:: WHAT TO WORK ON ::
A. Condense the paragraph beginning "Originally, we had the move set" in the post about the upcoming move into a short list that keeps its main facts.
B. Carry on the post about the upcoming move, starting right after its last sentence.
== TEXT FOR ANALYSIS
A Relationship Forged in the Fires of Hell

We have twelve days until the movers arrive on the morning of the 26th, to pack us up, and head out. Suddenly, what seemed like an eternity feels more like we’re caught a bit short for time. Strapping on the track shoes is the only solution.

Originally, we had the move set for the 16th. But I have some tests that needed to be done and the results are still undetermined. So I wanted to give myself an extra week, in case they decided they wanted to do something before we left for good. Sure, I’ll be coming back here monthly in the near term to keep up my treatment, but eventually we will transfer everything up to Galicia. Likely, either Santiago or Lugo.

In preparation for the move, and since it’s the anniversary of our annual physicals and dental check ups, I scheduled a bunch of appointments – for el Jefe. And you know how much he likes going to a Dr? Well, as much as an actual dental appointment. He hates it. And he kind of hates me for pushing him to do it. I have reminded him, over and over, that as a man who loves data it boggles my mind that he doesn’t enjoy data about his own state of physical health.
====
== GIVEN RECORDS
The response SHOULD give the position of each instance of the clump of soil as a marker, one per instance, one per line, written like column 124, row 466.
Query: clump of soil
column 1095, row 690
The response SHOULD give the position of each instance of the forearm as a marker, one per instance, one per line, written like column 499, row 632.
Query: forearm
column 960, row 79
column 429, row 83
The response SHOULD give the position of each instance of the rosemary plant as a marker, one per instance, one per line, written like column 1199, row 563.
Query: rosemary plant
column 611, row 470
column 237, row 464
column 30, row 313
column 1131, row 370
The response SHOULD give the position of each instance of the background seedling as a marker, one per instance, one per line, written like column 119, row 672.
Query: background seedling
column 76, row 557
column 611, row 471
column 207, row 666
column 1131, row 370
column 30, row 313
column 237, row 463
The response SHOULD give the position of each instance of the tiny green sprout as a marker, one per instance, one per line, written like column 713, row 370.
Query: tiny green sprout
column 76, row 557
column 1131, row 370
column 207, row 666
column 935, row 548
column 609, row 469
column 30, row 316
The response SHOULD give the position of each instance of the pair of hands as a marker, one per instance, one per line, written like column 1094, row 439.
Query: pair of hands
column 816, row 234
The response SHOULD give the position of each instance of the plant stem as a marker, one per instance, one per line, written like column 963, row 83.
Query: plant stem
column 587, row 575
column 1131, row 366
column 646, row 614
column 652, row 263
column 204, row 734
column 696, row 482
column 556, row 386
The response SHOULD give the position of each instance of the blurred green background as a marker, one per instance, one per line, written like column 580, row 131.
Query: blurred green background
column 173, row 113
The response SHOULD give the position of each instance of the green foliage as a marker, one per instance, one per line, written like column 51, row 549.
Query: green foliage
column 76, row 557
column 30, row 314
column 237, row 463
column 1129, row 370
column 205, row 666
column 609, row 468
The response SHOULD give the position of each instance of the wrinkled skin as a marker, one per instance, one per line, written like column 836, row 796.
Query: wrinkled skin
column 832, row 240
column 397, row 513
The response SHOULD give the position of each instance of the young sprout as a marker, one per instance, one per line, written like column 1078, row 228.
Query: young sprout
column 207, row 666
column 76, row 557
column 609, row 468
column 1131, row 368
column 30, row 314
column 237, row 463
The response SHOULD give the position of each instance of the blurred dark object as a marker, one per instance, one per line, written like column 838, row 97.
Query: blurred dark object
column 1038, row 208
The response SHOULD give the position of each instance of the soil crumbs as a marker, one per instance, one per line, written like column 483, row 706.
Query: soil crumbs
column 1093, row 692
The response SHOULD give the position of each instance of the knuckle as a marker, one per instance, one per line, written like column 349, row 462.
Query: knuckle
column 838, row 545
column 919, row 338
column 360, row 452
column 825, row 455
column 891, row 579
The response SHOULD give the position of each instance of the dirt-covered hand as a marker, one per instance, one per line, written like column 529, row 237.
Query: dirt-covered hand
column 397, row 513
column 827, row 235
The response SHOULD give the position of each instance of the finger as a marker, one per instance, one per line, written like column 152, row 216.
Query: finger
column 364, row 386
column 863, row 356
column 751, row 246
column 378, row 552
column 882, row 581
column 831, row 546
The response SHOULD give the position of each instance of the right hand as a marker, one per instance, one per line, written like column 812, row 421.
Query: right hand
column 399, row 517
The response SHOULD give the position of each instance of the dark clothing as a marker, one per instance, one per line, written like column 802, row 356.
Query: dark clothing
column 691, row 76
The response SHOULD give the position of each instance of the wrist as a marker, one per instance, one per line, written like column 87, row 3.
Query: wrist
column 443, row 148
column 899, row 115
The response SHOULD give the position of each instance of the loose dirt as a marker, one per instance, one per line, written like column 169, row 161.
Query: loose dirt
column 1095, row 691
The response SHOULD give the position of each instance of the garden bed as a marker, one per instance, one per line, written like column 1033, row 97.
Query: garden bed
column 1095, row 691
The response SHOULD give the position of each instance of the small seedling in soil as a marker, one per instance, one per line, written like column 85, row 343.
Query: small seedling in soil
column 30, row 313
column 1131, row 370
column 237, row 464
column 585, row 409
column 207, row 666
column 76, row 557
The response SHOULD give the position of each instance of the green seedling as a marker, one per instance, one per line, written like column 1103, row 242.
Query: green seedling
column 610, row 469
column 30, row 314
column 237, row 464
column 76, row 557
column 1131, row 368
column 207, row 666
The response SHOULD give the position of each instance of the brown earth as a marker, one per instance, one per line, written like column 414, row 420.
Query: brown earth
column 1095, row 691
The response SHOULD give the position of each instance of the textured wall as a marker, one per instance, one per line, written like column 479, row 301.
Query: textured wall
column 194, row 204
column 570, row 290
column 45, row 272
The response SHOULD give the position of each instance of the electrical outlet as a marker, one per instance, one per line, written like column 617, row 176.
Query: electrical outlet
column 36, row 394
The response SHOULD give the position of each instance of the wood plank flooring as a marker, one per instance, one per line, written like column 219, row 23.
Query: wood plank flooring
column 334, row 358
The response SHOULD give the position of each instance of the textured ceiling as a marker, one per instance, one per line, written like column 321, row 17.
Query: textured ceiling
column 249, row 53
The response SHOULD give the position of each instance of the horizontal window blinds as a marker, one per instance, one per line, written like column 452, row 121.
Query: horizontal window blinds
====
:: SET OF ANSWERS ::
A.
- The move was first set for the 16th.
- It was pushed back a week because some test results are still undetermined, in case something needs to be done before leaving for good.
- In the near term, there will be monthly trips back for treatment.
- Eventually, everything will transfer to Galicia, likely Santiago or Lugo.

B.
On the morning we signed at the notaria, we had to go to a Dr appointment and we were running a bit late. He blamed it on over scheduling. I blamed it on the fact that he walks as slow as an angry toddler past naptime. We arrived at the notaria flustered and sweaty. We hadn’t eaten. It would not get better until food passed our lips. We had had words on the way. A lot of words.

Once at the office, we were ushered into the conference room. Notarias are the busiest places in Spain. Not that there are thousands of people in the offices. But that everyone is walking and talking very, very fast. The energy is a 20 on a scale from 1-10. It’s like any office I ever worked in in the US. I love it! Jeff? Yeah. Not so much. Normally, at the notaria they offer you a beverage. In COVID times the notaria sits behind a glass screen and shouts at you so he can be heard through, not one but two, N95 masks. But before we got to the shouting part, they were preparing all the paperwork. The assistant came in periodically, peppering us with seemingly random, incongruent, questions.

She barged in the first time, startling us in the cold, simmering silence that was sitting between us after my morning of dragging Jeff from one appointment to the next.

‘Where were you married?’ she asked cheerfully.

I forgot, in that moment, no one in Spain gets my sense of humor.

‘In the fires of hell.’ I told her.

I could hear Jeff exhale under his mask.

‘No, honey.’ he scolded. ‘She doesn’t mean where you were hatched.’ Then, he told her where we were married, and she literally ran off. ‘Do you think they understand where Lake Curt is?’

It’s the mythical house of a friend of ours who hosted our wedding. So, now I’m pretty sure our contract is invalid. Ugh.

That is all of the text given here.